Goal of the exercise: Only the pictures should be dropped; every line of the data must come back exactly as written.

════════

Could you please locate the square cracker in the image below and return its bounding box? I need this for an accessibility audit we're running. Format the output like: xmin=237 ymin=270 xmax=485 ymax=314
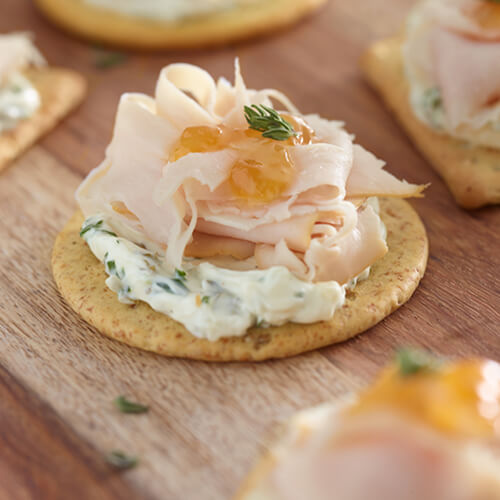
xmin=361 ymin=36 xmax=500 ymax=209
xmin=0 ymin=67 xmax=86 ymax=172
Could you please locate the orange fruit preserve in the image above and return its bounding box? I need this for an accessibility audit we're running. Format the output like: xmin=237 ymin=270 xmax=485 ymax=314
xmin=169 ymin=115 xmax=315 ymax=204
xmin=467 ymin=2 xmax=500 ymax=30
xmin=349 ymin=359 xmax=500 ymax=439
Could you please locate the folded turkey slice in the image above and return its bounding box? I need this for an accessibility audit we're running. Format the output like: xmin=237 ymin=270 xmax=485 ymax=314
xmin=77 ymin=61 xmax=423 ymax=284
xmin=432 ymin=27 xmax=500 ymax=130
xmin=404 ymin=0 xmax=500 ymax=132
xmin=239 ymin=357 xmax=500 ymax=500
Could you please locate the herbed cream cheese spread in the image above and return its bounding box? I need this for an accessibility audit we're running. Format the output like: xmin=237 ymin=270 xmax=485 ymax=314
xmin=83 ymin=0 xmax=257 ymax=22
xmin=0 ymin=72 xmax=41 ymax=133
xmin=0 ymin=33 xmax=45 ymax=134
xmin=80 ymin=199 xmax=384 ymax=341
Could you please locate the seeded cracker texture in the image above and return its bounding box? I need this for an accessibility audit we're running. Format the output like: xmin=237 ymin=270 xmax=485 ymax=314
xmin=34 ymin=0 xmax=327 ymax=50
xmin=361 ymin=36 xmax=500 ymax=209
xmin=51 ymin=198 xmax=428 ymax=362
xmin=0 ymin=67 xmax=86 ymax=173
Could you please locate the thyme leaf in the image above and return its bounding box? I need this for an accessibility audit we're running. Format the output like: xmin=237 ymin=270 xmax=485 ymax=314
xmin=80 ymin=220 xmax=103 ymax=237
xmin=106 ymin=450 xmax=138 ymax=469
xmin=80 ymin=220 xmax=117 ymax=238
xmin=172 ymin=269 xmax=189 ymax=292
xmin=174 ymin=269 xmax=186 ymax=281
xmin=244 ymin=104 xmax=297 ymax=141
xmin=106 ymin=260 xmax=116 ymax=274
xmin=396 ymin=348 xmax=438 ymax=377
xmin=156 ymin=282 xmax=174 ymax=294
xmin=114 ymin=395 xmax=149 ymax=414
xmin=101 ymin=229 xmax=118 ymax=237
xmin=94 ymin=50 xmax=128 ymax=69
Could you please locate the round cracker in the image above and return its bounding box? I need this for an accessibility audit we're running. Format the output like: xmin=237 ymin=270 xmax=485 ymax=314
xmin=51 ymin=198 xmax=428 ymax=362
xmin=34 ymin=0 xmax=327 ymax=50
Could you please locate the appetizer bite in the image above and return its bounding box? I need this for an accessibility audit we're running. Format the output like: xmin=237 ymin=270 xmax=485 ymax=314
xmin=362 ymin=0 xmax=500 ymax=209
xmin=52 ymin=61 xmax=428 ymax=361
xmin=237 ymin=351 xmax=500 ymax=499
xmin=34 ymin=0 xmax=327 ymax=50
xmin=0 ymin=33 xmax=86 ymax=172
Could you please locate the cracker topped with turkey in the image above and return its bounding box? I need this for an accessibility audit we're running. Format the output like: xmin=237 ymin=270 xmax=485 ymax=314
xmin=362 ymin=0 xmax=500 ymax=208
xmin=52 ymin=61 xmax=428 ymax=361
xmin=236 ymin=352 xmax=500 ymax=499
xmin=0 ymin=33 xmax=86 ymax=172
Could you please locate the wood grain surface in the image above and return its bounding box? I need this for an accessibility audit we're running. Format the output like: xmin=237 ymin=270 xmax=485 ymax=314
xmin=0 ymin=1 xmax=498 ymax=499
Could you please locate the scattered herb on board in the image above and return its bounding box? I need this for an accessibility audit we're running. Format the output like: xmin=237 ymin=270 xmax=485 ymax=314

════════

Task solution:
Could you please locate the square cracker in the image below and return its bounding box? I need this for an accessibility audit we're running. Format the output like: xmin=237 ymin=270 xmax=485 ymax=314
xmin=361 ymin=36 xmax=500 ymax=209
xmin=0 ymin=67 xmax=86 ymax=172
Could you please locate the orange fruit preserve in the image above and return its bounding box? I need this for an accessibility audit we're running. Format the output like: xmin=237 ymin=270 xmax=485 ymax=314
xmin=169 ymin=115 xmax=315 ymax=204
xmin=467 ymin=2 xmax=500 ymax=30
xmin=349 ymin=359 xmax=500 ymax=439
Could you please locate the folded turkey slice in the image above and return its bounding box? I need this for an accessibility audit we're running. Format the output like: xmin=237 ymin=270 xmax=485 ymax=314
xmin=77 ymin=61 xmax=423 ymax=284
xmin=432 ymin=27 xmax=500 ymax=130
xmin=404 ymin=0 xmax=500 ymax=132
xmin=239 ymin=357 xmax=500 ymax=500
Could you please locate the herbed cream cheese spread in the image above and return its bounding box? I need this for an accessibility audit we're running. Format the output like: xmin=237 ymin=270 xmax=485 ymax=314
xmin=83 ymin=0 xmax=257 ymax=22
xmin=0 ymin=72 xmax=41 ymax=133
xmin=0 ymin=33 xmax=45 ymax=134
xmin=80 ymin=199 xmax=384 ymax=341
Could you please locate the seeded cracker texture in the image above and return its bounding box? I need this for an accessibility audit we're running. Format the output like: xmin=237 ymin=270 xmax=485 ymax=314
xmin=34 ymin=0 xmax=327 ymax=50
xmin=361 ymin=36 xmax=500 ymax=209
xmin=51 ymin=198 xmax=428 ymax=362
xmin=0 ymin=67 xmax=86 ymax=173
Could you please locate the thyme leaf in the image above and return its bounding box? I need this for an accessibility audit we're running. Format the output like: xmin=237 ymin=270 xmax=485 ymax=314
xmin=80 ymin=220 xmax=103 ymax=237
xmin=106 ymin=450 xmax=138 ymax=469
xmin=80 ymin=220 xmax=117 ymax=238
xmin=172 ymin=269 xmax=189 ymax=292
xmin=174 ymin=269 xmax=186 ymax=281
xmin=244 ymin=104 xmax=297 ymax=141
xmin=106 ymin=260 xmax=116 ymax=274
xmin=396 ymin=348 xmax=438 ymax=377
xmin=156 ymin=282 xmax=174 ymax=294
xmin=114 ymin=395 xmax=149 ymax=414
xmin=101 ymin=229 xmax=118 ymax=237
xmin=94 ymin=50 xmax=128 ymax=69
Could you please locate the round cracker in the image above and return its bounding box? I need this for an accessibility audit we're running. Format the output like: xmin=237 ymin=270 xmax=485 ymax=314
xmin=51 ymin=198 xmax=428 ymax=362
xmin=34 ymin=0 xmax=327 ymax=50
Could you please locate the appetizer bite in the image above and return its bounding box? I need this for an accessibility audit we're running. Format the output like: xmin=237 ymin=270 xmax=485 ymax=314
xmin=362 ymin=0 xmax=500 ymax=209
xmin=52 ymin=61 xmax=428 ymax=361
xmin=237 ymin=351 xmax=500 ymax=499
xmin=34 ymin=0 xmax=327 ymax=50
xmin=0 ymin=33 xmax=86 ymax=172
Could you please locate the cracker topped with turkey in the image above and return its bounding box? I need this for an accessibility audit we're running. Format the output like: xmin=237 ymin=270 xmax=485 ymax=314
xmin=362 ymin=0 xmax=500 ymax=208
xmin=52 ymin=61 xmax=428 ymax=361
xmin=236 ymin=352 xmax=500 ymax=499
xmin=0 ymin=33 xmax=86 ymax=172
Could you please locate the wood grain surface in the image above and return its bounding box? I need this for an accessibility audit we're running. Format the output like: xmin=237 ymin=270 xmax=485 ymax=314
xmin=0 ymin=1 xmax=498 ymax=499
Could you please locate the scattered herb on board in the image above and return its bounding box? I need this for an accessibility audit we're running. Format the output like: xmin=237 ymin=270 xmax=485 ymax=314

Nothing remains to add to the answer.